== Text shown ==
---*---

India was one of the pioneers of what we call social banking. Social banking means that society recognizes there are some areas from which you cannot expect profits in lending. You don’t want to lose money, but you’re not trying to make huge profits out of farmers or out of primary education or out of services for pregnant mothers. So in the social banking philosophy that India adopted when it nationalized the banking industry in the late 1960s, banks did significant amount of lending to farmers, recognizing that these are the people who place the food on your table, on the nation’s table. Once we went into the brave new world of economic reforms, the banks progressively stopped lending money to farmers, so much so that something like 3,800 to 4,000 bank branches in rural India closed during the reform years. 

What happened to the money that they took away from the farmer? It went to fueling the consumption and lifestyles of the top 10 percent. So the farmer could not buy a tractor except at 15 percent interest. But I can buy a Mercedes-Benz at 4 percent or 5 percent interest with no collateral. Huge resources were siphoned away. That happened from policy. So as this happened, farmers were turning more and more to private money lenders. But the reforms process has brought entirely new classes of moneylenders—not your own village sahukar, who is actually cutting a very pathetic figure these days—but huge new moneylenders in the form of input dealers, those who sell seed and pesticides. 

India has traditionally been a grower and exporter of cotton. What’s been happening in that sector?

---*---

(Stored entries)
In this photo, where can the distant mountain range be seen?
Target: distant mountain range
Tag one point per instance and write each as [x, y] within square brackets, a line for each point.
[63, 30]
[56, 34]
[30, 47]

---*---

== Tasks for this exercise ==
1 > Reproduce the passage on social banking in India from "India was one" to "the reform years.", swapping "farmers" for "cultivators".
2 > Put every line of the stored entry rows into a numbered list, omitting any blank lines.
The passage and the rows have no connection to each other.

== Responses by task ==
1 >
India was one of the pioneers of what we call social banking. Social banking means that society recognizes there are some areas from which you cannot expect profits in lending. You don’t want to lose money, but you’re not trying to make huge profits out of cultivators or out of primary education or out of services for pregnant mothers. So in the social banking philosophy that India adopted when it nationalized the banking industry in the late 1960s, banks did significant amount of lending to cultivators, recognizing that these are the people who place the food on your table, on the nation’s table. Once we went into the brave new world of economic reforms, the banks progressively stopped lending money to cultivators, so much so that something like 3,800 to 4,000 bank branches in rural India closed during the reform years.

2 >
1. In this photo, where can the distant mountain range be seen?
2. Target: distant mountain range
3. Tag one point per instance and write each as [x, y] within square brackets, a line for each point.
4. [63, 30]
5. [56, 34]
6. [30, 47]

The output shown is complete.